[PAGE EXCERPT]:
By Emmanuel Sherman and James Harding Giahyue, with The DayLight
In 2016, Numopoh Community Forest leased 7,220 hectares of forestland to Delta Timber Company.
Instead of the forest in Sinoe’s Kpanyan District, Delta harvested logs in another area of the woodland, an investigation by an NGO found two years later. It abandoned logs in the forest and at the Ross Port of Greenville, Sinoe County. Then it failed to live up to the agreement with Numopoh.
But all of this would not have happened had the Forestry Development Authority (FDA) disapproved the agreement. The involvement of Gabriel Doe, Delta’s owner, in the logging industry before and during Liberia’s bloody civil wars means he should not participate in forestry.
Doe owned the Cavalla Timber Corporation, one of 17 logging companies that either supported militias, participated in, or facilitated the war. An estimated 250,000 people died during the carnage and about a million were displaced.
“Logging revenue was unlawfully used by political elites and warring factions to fund armed conflict[s],” said the Truth and Reconciliation Commission (TRC). “Logging companies shipped or facilitated shipments of weapons and other military materials to warring factions.”
Cavalla had an affiliation with the notorious Oriental Timber Company (OTC), owned by convicted war criminal Guus Kowenhoven, who traded illegal Liberian timbers and supplied guns to then-President Charles Taylor.
In 2001, the United Nations imposed a travel ban and assets freeze on Doe, Taylor, Kowenhoven and more than 100 other individuals linked to the Taylor regime, which took over a decade to be lifted. Two years after the travel ban, the United Nations sanctioned Liberian logs. The sanctions were intended to break the connection between the individuals and Liberia’s natural resources, and arms smuggling, the UN said at the time.
Gabriel Doe illegally obtained a logging contract though he and other wartime loggers are debarred from participating in forestry, according to the Regulation on Bidders Qualification. Picture Credit: Facebook/Gabriel Doe Doe
Following a rigorous reform process, the UN lifted the sanctions on Liberian timber in 2006. The Liberian government canceled the contracts of Cavalla and other companies over irregularities as part of the reform.
But to prevent future “blood timber,” “conflict timber” or “logs of war,” the reform agenda partially debars wartime loggers from the ravaged industry. It empowered local communities to enter into contracts and benefit from their forests.
The logging industry fueled the two Liberian civil wars, according to the Truth and Reconciliation Commission (TRC). Picture credit: Teun Voeten
An Illegal Re-entry
Apparently inspired by Cavalla, his old company, Doe established Delta in 2012. He holds 60 percent of Delta’s shares, with the rest outstanding, according to its article of incorporation.

[WHAT IS ASKED]:
1. Answer these from the article on Delta Timber:
(a) How many hectares of forestland did Numopoh Community Forest lease to Delta Timber Company in 2016?
(b) In what year did the UN lift the sanctions on Liberian timber?
(c) What percentage of Delta's shares does Gabriel Doe hold?
2. Translate this sentence from the article on Delta Timber into Spanish: "The Liberian government canceled the contracts of Cavalla and other companies over irregularities as part of the reform."
Rely solely on the article on Delta Timber.

[SUPPLIED RECORDS]:
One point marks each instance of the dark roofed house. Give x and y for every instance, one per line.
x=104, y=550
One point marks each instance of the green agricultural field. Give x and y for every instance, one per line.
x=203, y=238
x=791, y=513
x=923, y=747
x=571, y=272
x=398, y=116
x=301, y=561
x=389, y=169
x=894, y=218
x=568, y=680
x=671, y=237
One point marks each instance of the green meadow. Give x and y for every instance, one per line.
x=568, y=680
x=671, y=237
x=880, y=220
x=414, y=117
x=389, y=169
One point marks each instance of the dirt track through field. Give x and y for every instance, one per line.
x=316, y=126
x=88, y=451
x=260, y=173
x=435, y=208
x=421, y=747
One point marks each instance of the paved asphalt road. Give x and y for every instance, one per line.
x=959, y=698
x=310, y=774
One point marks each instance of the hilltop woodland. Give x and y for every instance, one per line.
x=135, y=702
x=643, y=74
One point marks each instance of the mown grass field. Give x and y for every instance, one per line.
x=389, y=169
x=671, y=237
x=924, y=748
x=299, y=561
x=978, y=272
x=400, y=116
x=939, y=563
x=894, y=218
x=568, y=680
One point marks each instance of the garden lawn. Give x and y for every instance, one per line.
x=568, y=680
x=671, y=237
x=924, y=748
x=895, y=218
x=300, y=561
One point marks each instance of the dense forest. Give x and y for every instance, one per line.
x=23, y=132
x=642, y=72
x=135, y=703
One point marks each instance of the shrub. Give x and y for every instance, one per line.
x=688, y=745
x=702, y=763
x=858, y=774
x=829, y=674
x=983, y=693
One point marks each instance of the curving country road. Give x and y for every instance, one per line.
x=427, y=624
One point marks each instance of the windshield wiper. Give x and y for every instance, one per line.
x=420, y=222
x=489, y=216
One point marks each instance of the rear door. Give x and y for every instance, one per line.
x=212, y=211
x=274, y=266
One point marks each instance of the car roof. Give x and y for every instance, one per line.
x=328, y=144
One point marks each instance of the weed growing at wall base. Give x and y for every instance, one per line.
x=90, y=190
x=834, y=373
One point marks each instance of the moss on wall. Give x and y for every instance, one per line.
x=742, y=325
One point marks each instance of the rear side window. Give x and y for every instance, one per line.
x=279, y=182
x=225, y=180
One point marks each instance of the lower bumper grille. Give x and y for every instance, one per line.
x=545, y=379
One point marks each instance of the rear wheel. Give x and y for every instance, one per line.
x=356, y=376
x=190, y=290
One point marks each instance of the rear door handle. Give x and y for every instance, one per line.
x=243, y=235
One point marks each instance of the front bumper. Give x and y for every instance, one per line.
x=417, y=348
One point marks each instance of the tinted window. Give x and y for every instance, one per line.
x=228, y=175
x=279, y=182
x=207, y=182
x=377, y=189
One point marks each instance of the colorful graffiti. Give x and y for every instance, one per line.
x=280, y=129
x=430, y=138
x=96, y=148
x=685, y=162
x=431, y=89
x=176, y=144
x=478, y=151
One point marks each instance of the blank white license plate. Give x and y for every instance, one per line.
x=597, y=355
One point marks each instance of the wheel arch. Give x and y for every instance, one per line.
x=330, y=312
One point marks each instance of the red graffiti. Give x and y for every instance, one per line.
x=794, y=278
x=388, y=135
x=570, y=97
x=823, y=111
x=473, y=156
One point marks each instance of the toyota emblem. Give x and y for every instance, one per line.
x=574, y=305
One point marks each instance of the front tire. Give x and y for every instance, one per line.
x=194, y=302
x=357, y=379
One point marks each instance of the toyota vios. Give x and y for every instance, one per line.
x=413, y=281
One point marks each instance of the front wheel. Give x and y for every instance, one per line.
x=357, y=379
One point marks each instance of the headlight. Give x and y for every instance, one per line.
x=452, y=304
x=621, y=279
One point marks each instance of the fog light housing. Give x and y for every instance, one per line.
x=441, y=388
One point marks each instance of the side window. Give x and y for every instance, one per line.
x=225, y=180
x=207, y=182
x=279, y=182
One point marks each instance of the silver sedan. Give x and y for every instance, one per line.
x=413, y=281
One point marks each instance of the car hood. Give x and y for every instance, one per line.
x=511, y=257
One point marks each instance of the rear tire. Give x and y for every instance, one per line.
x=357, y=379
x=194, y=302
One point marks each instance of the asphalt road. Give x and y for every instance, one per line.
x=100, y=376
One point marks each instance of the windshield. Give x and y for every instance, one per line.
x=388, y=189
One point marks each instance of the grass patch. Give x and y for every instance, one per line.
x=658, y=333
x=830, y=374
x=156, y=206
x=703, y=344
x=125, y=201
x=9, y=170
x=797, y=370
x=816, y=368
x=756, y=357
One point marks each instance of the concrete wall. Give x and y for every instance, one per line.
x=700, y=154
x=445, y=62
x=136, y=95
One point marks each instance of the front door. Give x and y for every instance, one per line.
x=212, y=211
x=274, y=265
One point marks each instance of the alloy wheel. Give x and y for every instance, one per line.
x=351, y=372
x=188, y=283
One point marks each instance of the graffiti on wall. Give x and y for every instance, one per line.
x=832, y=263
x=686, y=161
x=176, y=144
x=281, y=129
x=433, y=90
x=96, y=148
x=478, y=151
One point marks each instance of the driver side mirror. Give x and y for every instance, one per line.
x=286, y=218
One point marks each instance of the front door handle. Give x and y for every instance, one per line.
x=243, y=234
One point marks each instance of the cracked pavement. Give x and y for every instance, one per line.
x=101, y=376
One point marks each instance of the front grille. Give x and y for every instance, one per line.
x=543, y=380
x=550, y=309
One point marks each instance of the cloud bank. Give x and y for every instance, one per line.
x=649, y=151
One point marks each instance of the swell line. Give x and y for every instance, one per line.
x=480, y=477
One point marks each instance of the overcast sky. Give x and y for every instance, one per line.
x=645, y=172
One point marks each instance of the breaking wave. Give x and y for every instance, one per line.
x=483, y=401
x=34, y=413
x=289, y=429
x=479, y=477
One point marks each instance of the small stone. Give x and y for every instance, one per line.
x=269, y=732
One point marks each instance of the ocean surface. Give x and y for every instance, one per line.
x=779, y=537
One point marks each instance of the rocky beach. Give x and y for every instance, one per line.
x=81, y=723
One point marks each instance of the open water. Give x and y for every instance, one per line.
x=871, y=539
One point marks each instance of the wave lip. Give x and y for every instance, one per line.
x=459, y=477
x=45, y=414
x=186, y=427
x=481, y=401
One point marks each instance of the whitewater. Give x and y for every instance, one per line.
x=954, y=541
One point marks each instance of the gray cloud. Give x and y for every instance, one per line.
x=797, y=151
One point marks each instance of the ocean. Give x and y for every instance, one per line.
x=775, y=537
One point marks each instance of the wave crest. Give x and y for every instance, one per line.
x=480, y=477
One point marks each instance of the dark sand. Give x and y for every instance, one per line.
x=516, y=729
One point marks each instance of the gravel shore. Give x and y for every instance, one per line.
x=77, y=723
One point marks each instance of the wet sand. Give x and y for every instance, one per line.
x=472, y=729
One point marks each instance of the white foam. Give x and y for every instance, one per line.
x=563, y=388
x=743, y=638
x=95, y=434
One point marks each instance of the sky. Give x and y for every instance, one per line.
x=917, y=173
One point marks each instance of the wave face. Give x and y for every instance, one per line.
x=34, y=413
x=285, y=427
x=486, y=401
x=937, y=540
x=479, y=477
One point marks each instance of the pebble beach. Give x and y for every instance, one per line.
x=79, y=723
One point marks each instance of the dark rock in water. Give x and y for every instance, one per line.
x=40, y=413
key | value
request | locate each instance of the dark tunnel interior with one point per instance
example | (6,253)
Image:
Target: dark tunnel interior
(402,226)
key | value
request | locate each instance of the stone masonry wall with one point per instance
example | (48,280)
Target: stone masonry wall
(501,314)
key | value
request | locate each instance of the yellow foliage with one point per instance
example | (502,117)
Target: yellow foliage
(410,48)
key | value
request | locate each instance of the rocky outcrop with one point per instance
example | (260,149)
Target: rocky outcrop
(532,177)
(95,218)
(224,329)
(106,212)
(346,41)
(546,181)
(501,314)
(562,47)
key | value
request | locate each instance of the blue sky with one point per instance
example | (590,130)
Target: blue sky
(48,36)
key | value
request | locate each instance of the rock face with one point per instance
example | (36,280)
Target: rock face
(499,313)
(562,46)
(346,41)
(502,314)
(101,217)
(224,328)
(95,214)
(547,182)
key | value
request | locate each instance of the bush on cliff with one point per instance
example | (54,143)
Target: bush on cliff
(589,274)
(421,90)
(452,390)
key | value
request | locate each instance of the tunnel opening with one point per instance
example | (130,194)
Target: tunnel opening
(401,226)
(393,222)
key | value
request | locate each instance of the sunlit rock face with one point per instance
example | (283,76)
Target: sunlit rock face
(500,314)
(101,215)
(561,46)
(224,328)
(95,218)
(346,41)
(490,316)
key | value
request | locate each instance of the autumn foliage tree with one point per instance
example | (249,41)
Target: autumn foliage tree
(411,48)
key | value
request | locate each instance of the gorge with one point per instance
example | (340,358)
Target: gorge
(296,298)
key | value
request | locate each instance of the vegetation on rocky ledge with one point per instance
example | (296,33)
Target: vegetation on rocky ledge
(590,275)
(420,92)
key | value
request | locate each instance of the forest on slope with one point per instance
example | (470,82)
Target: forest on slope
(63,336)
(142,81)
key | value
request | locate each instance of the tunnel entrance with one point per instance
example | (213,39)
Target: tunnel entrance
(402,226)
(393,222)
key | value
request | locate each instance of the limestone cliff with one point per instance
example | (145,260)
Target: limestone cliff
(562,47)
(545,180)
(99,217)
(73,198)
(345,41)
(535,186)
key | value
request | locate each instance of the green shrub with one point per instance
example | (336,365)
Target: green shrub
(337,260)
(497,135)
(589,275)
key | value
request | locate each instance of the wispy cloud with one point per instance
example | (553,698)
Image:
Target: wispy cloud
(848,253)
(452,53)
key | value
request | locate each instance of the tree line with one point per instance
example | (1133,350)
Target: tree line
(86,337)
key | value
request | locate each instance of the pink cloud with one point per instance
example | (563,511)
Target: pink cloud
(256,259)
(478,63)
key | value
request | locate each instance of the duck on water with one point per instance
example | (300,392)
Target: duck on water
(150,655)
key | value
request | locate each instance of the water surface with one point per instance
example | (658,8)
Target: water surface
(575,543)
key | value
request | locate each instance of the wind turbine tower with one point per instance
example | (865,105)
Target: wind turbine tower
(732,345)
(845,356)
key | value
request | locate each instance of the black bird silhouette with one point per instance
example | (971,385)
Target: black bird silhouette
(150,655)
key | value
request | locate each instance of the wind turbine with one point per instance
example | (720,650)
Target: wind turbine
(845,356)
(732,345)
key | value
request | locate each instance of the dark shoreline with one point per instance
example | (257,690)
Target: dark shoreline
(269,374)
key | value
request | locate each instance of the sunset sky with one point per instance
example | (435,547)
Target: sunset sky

[SOLUTIONS FOR EACH TASK]:
1.
(a) 7,220 hectares
(b) 2006
(c) 60 percent

2. El gobierno liberiano canceló los contratos de Cavalla y de otras empresas por irregularidades como parte de la reforma.